* _Exercise requirements_:
a. In the vblank counter thread, what does the quoted message say the change will mean when things really are at the top of the field/frame?
b. Please reproduce the stretch of the vblank counter thread from "So you'd need" through "first one better?".

* _Text shown_:
· · ·
There's still a race
1. we read bogus vblank counter
2. vblank processing completes in hw
3. ISR indicates where out of vblank.

So you'd need at least a loop to make sure you're 0 vblank counter is
stable across the ISR read.
-Daniel

> In case the badness happens just before start of vblank, well, then
> I have no good idea how to handle it. This sort of retry loop is
> the best that comes to mind right now :(
> 
> > though I guess it wouldn't hurt.  I'm actually a
> > little dubious about this change anyway since it will mean longer delays
> > when we really are at the top of the field/frame.  You sure you don't
> > like the first one better?
· · ·
(Dataset excerpt)

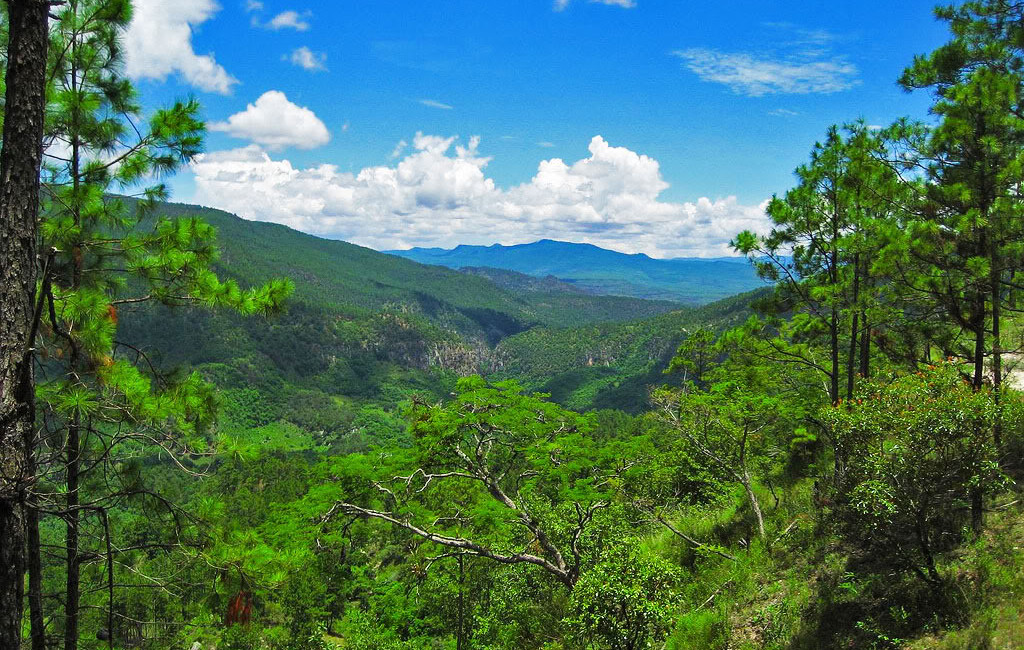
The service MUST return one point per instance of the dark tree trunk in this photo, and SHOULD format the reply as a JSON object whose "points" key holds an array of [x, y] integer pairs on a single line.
{"points": [[73, 592], [865, 345], [19, 162], [834, 354], [996, 298], [851, 358], [35, 560]]}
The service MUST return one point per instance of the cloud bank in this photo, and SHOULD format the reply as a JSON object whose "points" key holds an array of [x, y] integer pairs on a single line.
{"points": [[158, 43], [438, 195], [275, 123], [757, 76]]}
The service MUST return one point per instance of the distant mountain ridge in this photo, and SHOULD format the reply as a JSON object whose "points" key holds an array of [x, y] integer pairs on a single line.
{"points": [[597, 270]]}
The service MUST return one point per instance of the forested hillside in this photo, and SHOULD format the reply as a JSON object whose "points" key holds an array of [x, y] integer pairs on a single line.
{"points": [[236, 436], [597, 270]]}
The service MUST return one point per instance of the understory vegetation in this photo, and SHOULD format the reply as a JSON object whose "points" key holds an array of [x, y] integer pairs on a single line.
{"points": [[250, 438]]}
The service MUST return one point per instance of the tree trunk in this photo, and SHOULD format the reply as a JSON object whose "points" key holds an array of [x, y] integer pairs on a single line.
{"points": [[73, 592], [865, 345], [852, 353], [35, 561], [755, 505], [996, 298], [834, 353], [19, 162]]}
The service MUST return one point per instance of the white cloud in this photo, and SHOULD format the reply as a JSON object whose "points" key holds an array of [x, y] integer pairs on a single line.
{"points": [[433, 103], [307, 59], [809, 72], [275, 123], [438, 195], [158, 43], [290, 20], [560, 5], [398, 149]]}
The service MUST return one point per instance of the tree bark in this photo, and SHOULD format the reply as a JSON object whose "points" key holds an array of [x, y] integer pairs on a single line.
{"points": [[35, 561], [19, 163], [852, 353], [755, 505]]}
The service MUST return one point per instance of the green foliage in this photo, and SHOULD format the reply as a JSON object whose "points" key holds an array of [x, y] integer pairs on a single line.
{"points": [[914, 452], [628, 601]]}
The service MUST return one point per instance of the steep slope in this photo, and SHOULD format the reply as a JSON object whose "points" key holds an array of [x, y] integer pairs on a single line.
{"points": [[611, 365], [364, 332], [602, 271], [336, 274]]}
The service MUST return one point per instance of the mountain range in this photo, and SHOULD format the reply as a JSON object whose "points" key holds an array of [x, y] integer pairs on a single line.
{"points": [[597, 270]]}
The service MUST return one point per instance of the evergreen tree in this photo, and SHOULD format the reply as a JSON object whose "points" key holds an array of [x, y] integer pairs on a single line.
{"points": [[100, 400], [19, 162]]}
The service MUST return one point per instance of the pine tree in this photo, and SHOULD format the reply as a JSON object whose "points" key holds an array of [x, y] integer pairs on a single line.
{"points": [[19, 163], [108, 252]]}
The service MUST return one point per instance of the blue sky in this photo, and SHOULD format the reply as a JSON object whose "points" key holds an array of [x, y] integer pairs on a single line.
{"points": [[648, 126]]}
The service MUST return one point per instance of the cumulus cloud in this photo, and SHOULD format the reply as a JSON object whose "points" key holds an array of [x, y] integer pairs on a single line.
{"points": [[560, 5], [275, 123], [806, 73], [307, 59], [158, 43], [290, 20], [438, 195]]}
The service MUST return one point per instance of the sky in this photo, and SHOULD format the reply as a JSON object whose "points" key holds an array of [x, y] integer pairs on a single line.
{"points": [[644, 126]]}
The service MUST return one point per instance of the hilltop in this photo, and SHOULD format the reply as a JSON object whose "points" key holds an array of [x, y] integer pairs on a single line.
{"points": [[597, 270]]}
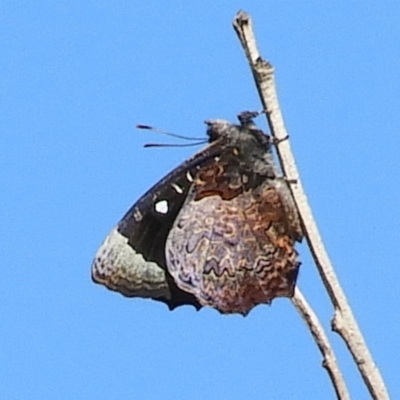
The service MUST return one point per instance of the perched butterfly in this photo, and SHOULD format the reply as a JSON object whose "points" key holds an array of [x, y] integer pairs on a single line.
{"points": [[219, 230]]}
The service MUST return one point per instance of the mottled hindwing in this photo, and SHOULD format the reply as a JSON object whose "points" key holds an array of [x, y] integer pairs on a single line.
{"points": [[232, 243]]}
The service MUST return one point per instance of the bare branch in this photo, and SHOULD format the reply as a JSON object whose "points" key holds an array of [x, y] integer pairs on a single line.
{"points": [[329, 361], [343, 321]]}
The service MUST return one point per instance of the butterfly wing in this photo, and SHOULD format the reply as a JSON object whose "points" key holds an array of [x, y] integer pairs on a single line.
{"points": [[131, 260], [232, 243]]}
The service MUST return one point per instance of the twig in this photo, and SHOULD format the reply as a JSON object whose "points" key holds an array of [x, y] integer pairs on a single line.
{"points": [[329, 361], [343, 321]]}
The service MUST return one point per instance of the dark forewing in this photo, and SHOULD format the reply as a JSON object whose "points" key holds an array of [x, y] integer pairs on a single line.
{"points": [[131, 259]]}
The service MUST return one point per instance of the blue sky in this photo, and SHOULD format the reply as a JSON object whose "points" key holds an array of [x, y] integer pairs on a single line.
{"points": [[76, 77]]}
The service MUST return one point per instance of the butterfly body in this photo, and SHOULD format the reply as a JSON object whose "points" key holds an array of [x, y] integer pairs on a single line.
{"points": [[218, 231]]}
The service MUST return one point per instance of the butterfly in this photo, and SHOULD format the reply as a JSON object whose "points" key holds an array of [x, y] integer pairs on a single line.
{"points": [[219, 230]]}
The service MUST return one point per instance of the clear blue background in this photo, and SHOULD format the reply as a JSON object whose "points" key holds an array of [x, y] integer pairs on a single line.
{"points": [[75, 78]]}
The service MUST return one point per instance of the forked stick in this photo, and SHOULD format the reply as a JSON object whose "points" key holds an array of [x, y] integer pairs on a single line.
{"points": [[343, 321]]}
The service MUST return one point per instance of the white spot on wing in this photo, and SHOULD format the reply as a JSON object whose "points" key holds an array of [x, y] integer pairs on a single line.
{"points": [[177, 188], [161, 206]]}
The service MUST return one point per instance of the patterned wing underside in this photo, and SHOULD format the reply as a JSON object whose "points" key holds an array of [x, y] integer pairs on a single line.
{"points": [[232, 247]]}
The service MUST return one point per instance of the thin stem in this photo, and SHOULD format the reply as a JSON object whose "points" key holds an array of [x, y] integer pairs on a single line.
{"points": [[343, 321]]}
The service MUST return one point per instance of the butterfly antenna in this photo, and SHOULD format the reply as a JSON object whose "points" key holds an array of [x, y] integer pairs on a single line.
{"points": [[174, 145], [151, 128]]}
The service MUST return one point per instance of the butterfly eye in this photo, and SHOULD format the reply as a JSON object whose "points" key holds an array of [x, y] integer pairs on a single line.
{"points": [[177, 188]]}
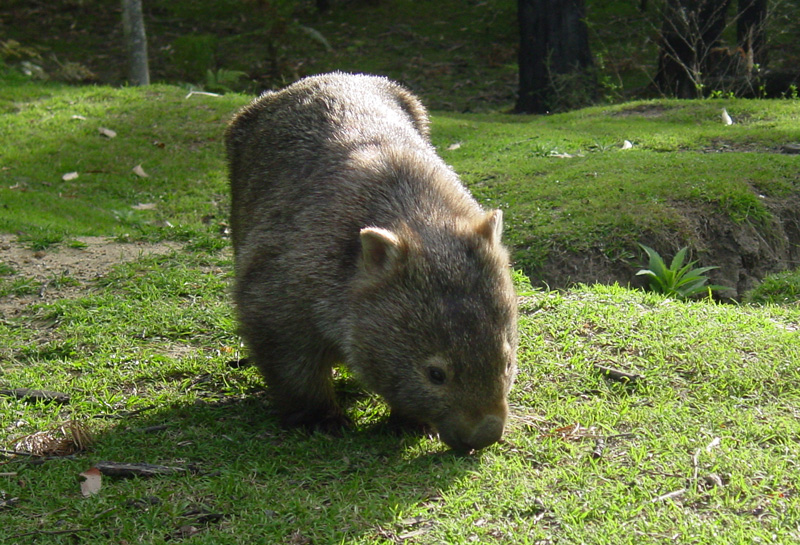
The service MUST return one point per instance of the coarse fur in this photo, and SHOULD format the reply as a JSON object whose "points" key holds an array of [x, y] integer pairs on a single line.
{"points": [[354, 243]]}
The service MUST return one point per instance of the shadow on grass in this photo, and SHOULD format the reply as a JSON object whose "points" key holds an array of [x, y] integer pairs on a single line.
{"points": [[249, 477]]}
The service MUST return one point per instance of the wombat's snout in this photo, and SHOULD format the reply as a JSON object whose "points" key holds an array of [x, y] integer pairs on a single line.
{"points": [[488, 431]]}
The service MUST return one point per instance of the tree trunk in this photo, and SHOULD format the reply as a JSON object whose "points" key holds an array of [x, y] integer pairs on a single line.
{"points": [[555, 62], [689, 32], [751, 33], [135, 42]]}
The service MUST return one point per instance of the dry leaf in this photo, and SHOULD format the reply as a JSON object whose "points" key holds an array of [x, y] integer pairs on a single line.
{"points": [[726, 118], [139, 171], [62, 440], [91, 483]]}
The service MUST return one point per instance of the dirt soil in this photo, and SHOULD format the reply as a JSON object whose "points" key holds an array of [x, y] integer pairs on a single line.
{"points": [[83, 265]]}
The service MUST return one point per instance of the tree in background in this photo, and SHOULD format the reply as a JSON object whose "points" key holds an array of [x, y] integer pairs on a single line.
{"points": [[751, 32], [690, 57], [690, 30], [135, 42], [556, 71]]}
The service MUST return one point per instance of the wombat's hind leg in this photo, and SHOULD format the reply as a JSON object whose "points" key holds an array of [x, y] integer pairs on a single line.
{"points": [[306, 397], [327, 419]]}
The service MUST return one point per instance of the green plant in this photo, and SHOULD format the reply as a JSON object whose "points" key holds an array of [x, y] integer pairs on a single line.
{"points": [[780, 288], [677, 280]]}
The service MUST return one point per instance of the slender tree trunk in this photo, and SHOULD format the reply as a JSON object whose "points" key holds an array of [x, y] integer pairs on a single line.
{"points": [[555, 62], [135, 42], [690, 30], [751, 33]]}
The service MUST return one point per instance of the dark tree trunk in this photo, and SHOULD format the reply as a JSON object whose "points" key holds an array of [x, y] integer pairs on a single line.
{"points": [[689, 32], [751, 33], [555, 62], [135, 42]]}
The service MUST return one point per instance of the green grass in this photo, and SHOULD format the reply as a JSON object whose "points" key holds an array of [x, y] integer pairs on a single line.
{"points": [[601, 198], [714, 414], [177, 141], [144, 352], [779, 289]]}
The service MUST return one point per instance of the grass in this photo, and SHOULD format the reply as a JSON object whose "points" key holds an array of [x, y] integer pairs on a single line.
{"points": [[600, 198], [702, 447], [713, 418], [779, 289]]}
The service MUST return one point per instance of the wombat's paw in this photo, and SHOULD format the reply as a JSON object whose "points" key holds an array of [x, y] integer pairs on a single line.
{"points": [[330, 421]]}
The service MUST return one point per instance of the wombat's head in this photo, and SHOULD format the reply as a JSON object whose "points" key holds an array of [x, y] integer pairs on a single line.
{"points": [[434, 330]]}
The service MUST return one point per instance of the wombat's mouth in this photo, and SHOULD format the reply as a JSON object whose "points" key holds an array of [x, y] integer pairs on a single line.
{"points": [[463, 439]]}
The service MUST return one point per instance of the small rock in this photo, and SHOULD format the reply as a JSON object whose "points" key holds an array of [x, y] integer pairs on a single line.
{"points": [[790, 148]]}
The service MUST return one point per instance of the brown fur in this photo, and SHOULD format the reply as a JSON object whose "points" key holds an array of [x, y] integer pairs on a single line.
{"points": [[354, 243]]}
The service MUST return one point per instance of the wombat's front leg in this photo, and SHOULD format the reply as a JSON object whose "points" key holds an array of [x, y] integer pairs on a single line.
{"points": [[303, 394]]}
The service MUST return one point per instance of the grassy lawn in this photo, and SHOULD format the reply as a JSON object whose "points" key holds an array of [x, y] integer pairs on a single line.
{"points": [[700, 446]]}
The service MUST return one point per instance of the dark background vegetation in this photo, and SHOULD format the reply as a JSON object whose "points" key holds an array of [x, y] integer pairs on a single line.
{"points": [[471, 48]]}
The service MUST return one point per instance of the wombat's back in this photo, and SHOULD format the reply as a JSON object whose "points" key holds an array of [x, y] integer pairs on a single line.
{"points": [[309, 127]]}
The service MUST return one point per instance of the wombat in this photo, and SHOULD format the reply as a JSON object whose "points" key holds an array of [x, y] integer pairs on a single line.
{"points": [[354, 243]]}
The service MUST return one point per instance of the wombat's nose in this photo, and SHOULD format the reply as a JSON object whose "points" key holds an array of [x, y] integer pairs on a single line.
{"points": [[489, 431]]}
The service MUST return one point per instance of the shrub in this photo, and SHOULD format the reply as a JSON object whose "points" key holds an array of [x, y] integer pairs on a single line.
{"points": [[677, 280]]}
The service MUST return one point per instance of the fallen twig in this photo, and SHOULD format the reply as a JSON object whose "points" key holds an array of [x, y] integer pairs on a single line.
{"points": [[51, 532], [599, 446], [616, 374], [204, 93], [117, 469], [124, 414], [27, 394], [669, 496]]}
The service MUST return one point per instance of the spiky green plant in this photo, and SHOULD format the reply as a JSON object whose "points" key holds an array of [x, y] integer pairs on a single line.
{"points": [[677, 280]]}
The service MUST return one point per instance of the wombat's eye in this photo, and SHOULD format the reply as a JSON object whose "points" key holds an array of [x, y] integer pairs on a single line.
{"points": [[436, 375]]}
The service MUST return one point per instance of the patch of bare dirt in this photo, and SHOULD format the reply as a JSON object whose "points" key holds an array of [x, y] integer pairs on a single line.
{"points": [[642, 110], [81, 266]]}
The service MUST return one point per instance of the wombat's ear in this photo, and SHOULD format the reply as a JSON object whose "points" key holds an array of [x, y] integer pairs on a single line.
{"points": [[381, 249], [491, 226]]}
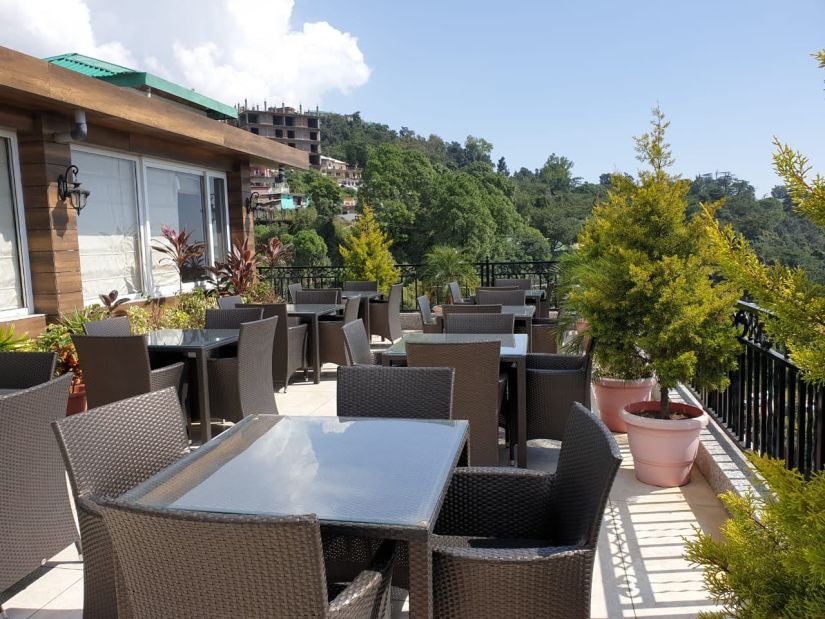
· · ·
* _Answers given_:
a. Longer delays.

b.
So you'd need at least a loop to make sure you're 0 vblank counter is
stable across the ISR read.
-Daniel

> In case the badness happens just before start of vblank, well, then
> I have no good idea how to handle it. This sort of retry loop is
> the best that comes to mind right now :(
> 
> > though I guess it wouldn't hurt.  I'm actually a
> > little dubious about this change anyway since it will mean longer delays
> > when we really are at the top of the field/frame.  You sure you don't
> > like the first one better?